▸ WHAT NEEDS TO BE DONE
Copy out every one of the records below line for line, changing nothing.

▸ MATERIALS PROVIDED
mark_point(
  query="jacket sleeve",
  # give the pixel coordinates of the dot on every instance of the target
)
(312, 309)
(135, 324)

▸ PROBLEM SOLUTION
mark_point(
  query="jacket sleeve",
  # give the pixel coordinates of the dot on every instance of the target
)
(312, 309)
(135, 324)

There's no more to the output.